▸ WORK TO COMPLETE
Count how many lines in the material below contain the string "river". Reply with that number alone.

BEGIN ENTRIES

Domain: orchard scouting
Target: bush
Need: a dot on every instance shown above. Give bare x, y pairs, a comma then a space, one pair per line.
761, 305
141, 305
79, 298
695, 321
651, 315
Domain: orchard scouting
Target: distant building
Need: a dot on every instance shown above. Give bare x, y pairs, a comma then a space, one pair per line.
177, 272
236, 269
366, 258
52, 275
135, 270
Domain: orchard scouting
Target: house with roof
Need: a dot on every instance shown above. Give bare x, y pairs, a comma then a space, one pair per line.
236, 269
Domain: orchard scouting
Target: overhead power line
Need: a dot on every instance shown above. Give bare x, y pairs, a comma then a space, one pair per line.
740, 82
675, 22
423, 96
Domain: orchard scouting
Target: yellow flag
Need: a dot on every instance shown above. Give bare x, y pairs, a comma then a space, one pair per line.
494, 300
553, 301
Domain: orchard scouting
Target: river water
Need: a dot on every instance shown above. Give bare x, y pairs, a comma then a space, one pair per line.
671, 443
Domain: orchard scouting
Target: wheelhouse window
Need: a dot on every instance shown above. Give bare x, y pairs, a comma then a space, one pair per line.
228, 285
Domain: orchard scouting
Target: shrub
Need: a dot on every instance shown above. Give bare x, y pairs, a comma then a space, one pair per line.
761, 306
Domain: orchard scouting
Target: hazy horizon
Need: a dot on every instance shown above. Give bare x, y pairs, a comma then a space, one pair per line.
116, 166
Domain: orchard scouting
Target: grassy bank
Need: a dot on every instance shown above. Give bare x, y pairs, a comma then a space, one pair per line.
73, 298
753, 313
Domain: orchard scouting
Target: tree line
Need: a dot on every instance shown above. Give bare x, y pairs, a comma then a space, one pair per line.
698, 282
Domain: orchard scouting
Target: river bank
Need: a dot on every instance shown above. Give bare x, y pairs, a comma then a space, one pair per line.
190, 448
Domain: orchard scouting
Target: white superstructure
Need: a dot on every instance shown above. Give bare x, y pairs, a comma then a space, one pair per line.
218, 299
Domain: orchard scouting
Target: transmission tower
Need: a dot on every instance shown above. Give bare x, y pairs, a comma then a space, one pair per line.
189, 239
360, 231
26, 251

END ENTRIES

▸ RESULT
2